■ **DIRECTIONS FOR THIS TASK**: From the article on clinical workflow below, write out word for word the passage from "When we work" up to and including "they actually unfold.".

■ **DOCUMENT TEXT**:
=== Section Start ===

The Parts of Clinical Workflow Medical Device Design Companies Often Misses
- Kunal Bijlani
- Jan 13
- 4 min read

In clinical environments, workflows are rarely linear. They are shaped by interruptions, time pressure, fatigue, shifting priorities, and the realities of shared spaces. Yet many medical devices are still designed as if they will be used in controlled, uninterrupted sequences.
When we work closely with clinicians, one pattern emerges repeatedly: devices often perform well in isolation but struggle to fit seamlessly into the flow of daily practice. The issue is not a lack of technology or innovation. It’s a disconnect between how workflows are imagined and how they actually unfold.
This gap doesn’t always show up in specifications or usability reports. It shows up in pauses, workarounds, repeated steps, and small frustrations that accumulate over the course of a shift.
Workflow Is Not a Process Map
From a design standpoint, workflows are often documented as step-by-step processes. From a clinical standpoint, workflows are adaptive. They bend constantly in response to patients, colleagues, alarms, emergencies, and resource constraints.
A device may be technically easy to use, but if it requires a clinician to stop what they’re doing, change posture, shift attention, or reorient themselves mentally, it introduces friction. That friction may seem minor in testing, but in practice it compounds.
We’ve seen devices that require both hands at moments when clinicians need one hand free. Devices that assume uninterrupted attention when clinicians are multitasking. Devices that work perfectly, until they are introduced into a shared, crowded, time-sensitive environment.
These are not failures of intent. They are blind spots created when workflow is treated as static rather than lived.
Transitions Are Where Friction Lives
One of the most overlooked aspects of workflow is transition.
Not the primary use of a device, but everything around it:
Setup and teardown
Moving between patients
Handing a device from one person to another
Cleaning, charging, storing, or resetting
These moments are rarely the focus of design discussions, yet they are where clinicians often lose time or confidence.
We’ve observed cases where a device functions flawlessly once active, but its setup requires navigating cables, connectors, or modes that interrupt momentum. In other cases, the device’s storage or transport creates bottlenecks that no one anticipated because it wasn’t part of the “core use case.”
From a clinical perspective, these transitions are not secondary. They are part of the job.

=== Section End ===

■ **DATA EXCERPTS**:
=== Section Start ===

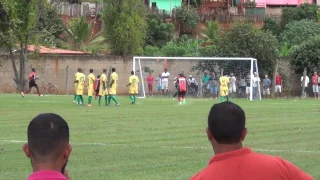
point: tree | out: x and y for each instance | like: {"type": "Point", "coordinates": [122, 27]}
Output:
{"type": "Point", "coordinates": [125, 25]}
{"type": "Point", "coordinates": [297, 32]}
{"type": "Point", "coordinates": [188, 19]}
{"type": "Point", "coordinates": [305, 11]}
{"type": "Point", "coordinates": [245, 40]}
{"type": "Point", "coordinates": [270, 24]}
{"type": "Point", "coordinates": [20, 25]}
{"type": "Point", "coordinates": [158, 33]}
{"type": "Point", "coordinates": [306, 55]}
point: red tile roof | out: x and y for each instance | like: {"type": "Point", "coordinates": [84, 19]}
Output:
{"type": "Point", "coordinates": [45, 50]}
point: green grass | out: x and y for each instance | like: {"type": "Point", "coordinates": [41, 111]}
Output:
{"type": "Point", "coordinates": [156, 139]}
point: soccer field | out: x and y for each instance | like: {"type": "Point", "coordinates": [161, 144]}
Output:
{"type": "Point", "coordinates": [157, 138]}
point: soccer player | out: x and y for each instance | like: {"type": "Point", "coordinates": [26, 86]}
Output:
{"type": "Point", "coordinates": [224, 88]}
{"type": "Point", "coordinates": [133, 89]}
{"type": "Point", "coordinates": [226, 131]}
{"type": "Point", "coordinates": [182, 88]}
{"type": "Point", "coordinates": [48, 147]}
{"type": "Point", "coordinates": [150, 81]}
{"type": "Point", "coordinates": [278, 87]}
{"type": "Point", "coordinates": [80, 80]}
{"type": "Point", "coordinates": [113, 87]}
{"type": "Point", "coordinates": [103, 87]}
{"type": "Point", "coordinates": [75, 87]}
{"type": "Point", "coordinates": [32, 83]}
{"type": "Point", "coordinates": [91, 79]}
{"type": "Point", "coordinates": [315, 86]}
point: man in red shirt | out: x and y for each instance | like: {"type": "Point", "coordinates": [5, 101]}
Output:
{"type": "Point", "coordinates": [150, 81]}
{"type": "Point", "coordinates": [32, 83]}
{"type": "Point", "coordinates": [48, 147]}
{"type": "Point", "coordinates": [278, 87]}
{"type": "Point", "coordinates": [315, 86]}
{"type": "Point", "coordinates": [226, 130]}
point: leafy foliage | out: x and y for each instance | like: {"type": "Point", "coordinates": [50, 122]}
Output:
{"type": "Point", "coordinates": [158, 33]}
{"type": "Point", "coordinates": [188, 19]}
{"type": "Point", "coordinates": [297, 32]}
{"type": "Point", "coordinates": [125, 25]}
{"type": "Point", "coordinates": [305, 11]}
{"type": "Point", "coordinates": [306, 55]}
{"type": "Point", "coordinates": [270, 24]}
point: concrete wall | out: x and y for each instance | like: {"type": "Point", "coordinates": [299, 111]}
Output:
{"type": "Point", "coordinates": [53, 68]}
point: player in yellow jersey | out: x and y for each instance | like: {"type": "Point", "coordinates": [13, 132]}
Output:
{"type": "Point", "coordinates": [80, 80]}
{"type": "Point", "coordinates": [91, 79]}
{"type": "Point", "coordinates": [75, 87]}
{"type": "Point", "coordinates": [113, 87]}
{"type": "Point", "coordinates": [103, 91]}
{"type": "Point", "coordinates": [133, 89]}
{"type": "Point", "coordinates": [224, 88]}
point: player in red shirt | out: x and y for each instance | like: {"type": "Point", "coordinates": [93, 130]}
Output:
{"type": "Point", "coordinates": [150, 81]}
{"type": "Point", "coordinates": [182, 88]}
{"type": "Point", "coordinates": [226, 130]}
{"type": "Point", "coordinates": [278, 87]}
{"type": "Point", "coordinates": [32, 83]}
{"type": "Point", "coordinates": [315, 86]}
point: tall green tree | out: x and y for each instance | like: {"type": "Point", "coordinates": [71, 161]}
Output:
{"type": "Point", "coordinates": [125, 25]}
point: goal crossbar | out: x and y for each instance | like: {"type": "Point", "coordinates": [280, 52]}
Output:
{"type": "Point", "coordinates": [253, 63]}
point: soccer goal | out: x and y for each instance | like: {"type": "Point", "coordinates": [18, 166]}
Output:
{"type": "Point", "coordinates": [203, 74]}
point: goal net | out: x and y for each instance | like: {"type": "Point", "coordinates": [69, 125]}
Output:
{"type": "Point", "coordinates": [202, 73]}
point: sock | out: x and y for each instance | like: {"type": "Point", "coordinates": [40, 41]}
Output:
{"type": "Point", "coordinates": [106, 99]}
{"type": "Point", "coordinates": [89, 99]}
{"type": "Point", "coordinates": [114, 99]}
{"type": "Point", "coordinates": [81, 99]}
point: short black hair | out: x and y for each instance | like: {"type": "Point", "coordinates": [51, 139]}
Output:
{"type": "Point", "coordinates": [48, 135]}
{"type": "Point", "coordinates": [226, 122]}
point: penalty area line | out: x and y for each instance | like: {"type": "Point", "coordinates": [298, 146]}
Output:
{"type": "Point", "coordinates": [168, 147]}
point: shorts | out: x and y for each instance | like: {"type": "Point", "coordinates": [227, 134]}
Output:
{"type": "Point", "coordinates": [277, 88]}
{"type": "Point", "coordinates": [232, 89]}
{"type": "Point", "coordinates": [266, 91]}
{"type": "Point", "coordinates": [133, 91]}
{"type": "Point", "coordinates": [248, 89]}
{"type": "Point", "coordinates": [90, 92]}
{"type": "Point", "coordinates": [32, 83]}
{"type": "Point", "coordinates": [79, 92]}
{"type": "Point", "coordinates": [112, 91]}
{"type": "Point", "coordinates": [315, 88]}
{"type": "Point", "coordinates": [164, 85]}
{"type": "Point", "coordinates": [224, 92]}
{"type": "Point", "coordinates": [214, 90]}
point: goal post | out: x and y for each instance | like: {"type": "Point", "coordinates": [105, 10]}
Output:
{"type": "Point", "coordinates": [245, 71]}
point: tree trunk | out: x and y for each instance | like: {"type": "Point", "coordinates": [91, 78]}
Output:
{"type": "Point", "coordinates": [275, 70]}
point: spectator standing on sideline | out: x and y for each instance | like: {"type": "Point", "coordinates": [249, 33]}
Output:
{"type": "Point", "coordinates": [304, 83]}
{"type": "Point", "coordinates": [232, 85]}
{"type": "Point", "coordinates": [150, 81]}
{"type": "Point", "coordinates": [159, 81]}
{"type": "Point", "coordinates": [226, 130]}
{"type": "Point", "coordinates": [48, 147]}
{"type": "Point", "coordinates": [165, 80]}
{"type": "Point", "coordinates": [315, 86]}
{"type": "Point", "coordinates": [278, 87]}
{"type": "Point", "coordinates": [266, 86]}
{"type": "Point", "coordinates": [213, 84]}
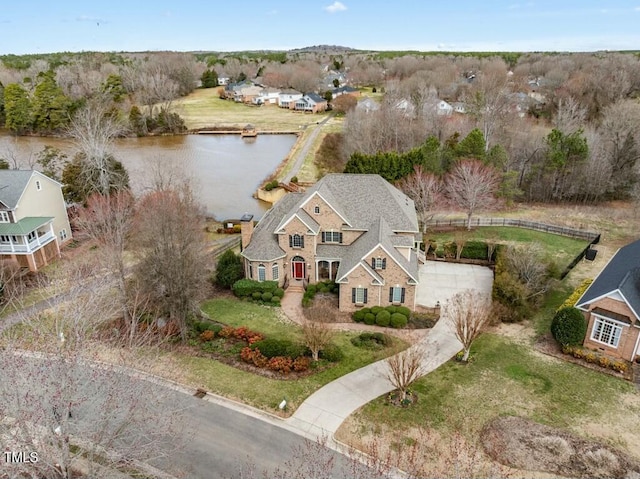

=== Section End ===

■ **COMPLETED EXERCISE**:
When we work closely with clinicians, one pattern emerges repeatedly: devices often perform well in isolation but struggle to fit seamlessly into the flow of daily practice. The issue is not a lack of technology or innovation. It’s a disconnect between how workflows are imagined and how they actually unfold.